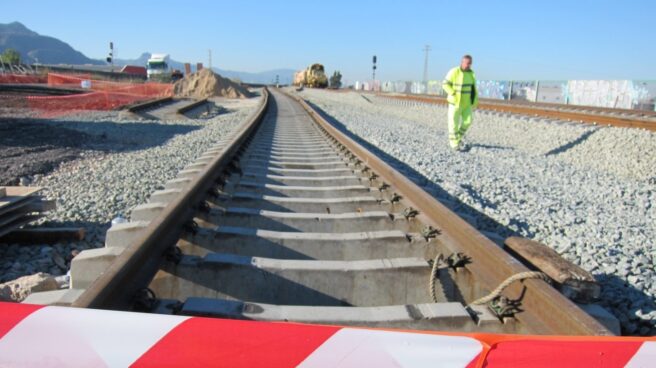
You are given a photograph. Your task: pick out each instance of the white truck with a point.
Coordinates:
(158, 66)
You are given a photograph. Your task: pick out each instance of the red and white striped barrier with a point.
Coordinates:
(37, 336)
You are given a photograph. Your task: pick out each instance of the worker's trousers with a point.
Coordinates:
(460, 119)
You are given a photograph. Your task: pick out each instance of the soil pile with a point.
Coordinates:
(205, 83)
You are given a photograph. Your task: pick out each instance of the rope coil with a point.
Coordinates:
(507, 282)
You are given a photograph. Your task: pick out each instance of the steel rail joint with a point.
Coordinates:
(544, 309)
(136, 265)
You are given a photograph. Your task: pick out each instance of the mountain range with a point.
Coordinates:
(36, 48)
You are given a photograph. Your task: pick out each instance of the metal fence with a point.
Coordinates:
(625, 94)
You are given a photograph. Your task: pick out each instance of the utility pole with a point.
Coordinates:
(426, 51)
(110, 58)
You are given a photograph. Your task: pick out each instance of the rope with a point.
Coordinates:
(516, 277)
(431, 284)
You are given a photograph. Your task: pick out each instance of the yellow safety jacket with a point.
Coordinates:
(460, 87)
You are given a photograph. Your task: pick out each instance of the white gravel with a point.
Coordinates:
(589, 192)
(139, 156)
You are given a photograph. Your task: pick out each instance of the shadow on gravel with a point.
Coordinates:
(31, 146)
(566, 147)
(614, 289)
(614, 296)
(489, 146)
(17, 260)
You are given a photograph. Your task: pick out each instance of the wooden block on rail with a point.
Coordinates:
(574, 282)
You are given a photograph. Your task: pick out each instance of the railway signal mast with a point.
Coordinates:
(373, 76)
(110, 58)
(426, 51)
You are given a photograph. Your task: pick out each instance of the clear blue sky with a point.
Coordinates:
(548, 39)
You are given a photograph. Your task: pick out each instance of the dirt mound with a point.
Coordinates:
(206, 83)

● ● ●

> _DIRECTIVE_
Can you rewrite everything from the line containing "fence with a point." down to the end of the data, with "gravel" replaced by "ballast" and nothing else changed? Give only those lines.

> _EXERCISE RESPONSE_
You are given a photograph. Your task: pick out each instance of the metal fence with a point.
Coordinates:
(625, 94)
You are given a photograph. Your task: pick out each instance of the utility pole with a point.
Coordinates:
(426, 51)
(110, 58)
You are given a photograph. Your task: pick out each instance of the rope with a point.
Coordinates:
(516, 277)
(431, 284)
You are given a photograph. Your task: pick out each instance of the yellow safety jacket with a point.
Coordinates:
(460, 87)
You are given a photograph. Your task: pick out each instance of the white ballast with a point.
Coordinates:
(589, 192)
(139, 156)
You are given a photograph. Your task: pick out each instance of the shadow on ballast with a point.
Coordinates:
(31, 146)
(566, 147)
(614, 289)
(614, 296)
(489, 146)
(17, 260)
You are given a photograph. Your task: pick out each instance of the wooden block on rail with a point.
Coordinates:
(574, 282)
You are given a photograph. Your task: pick out each instance of the railway signal mast with a point.
Coordinates:
(373, 76)
(110, 58)
(426, 51)
You are given a photograph. Your task: pick out each instance of the clear blue sky with a point.
Coordinates:
(548, 39)
You are given a photograph. Your task: pick out each instance of the dirt mound with a point.
Coordinates:
(206, 83)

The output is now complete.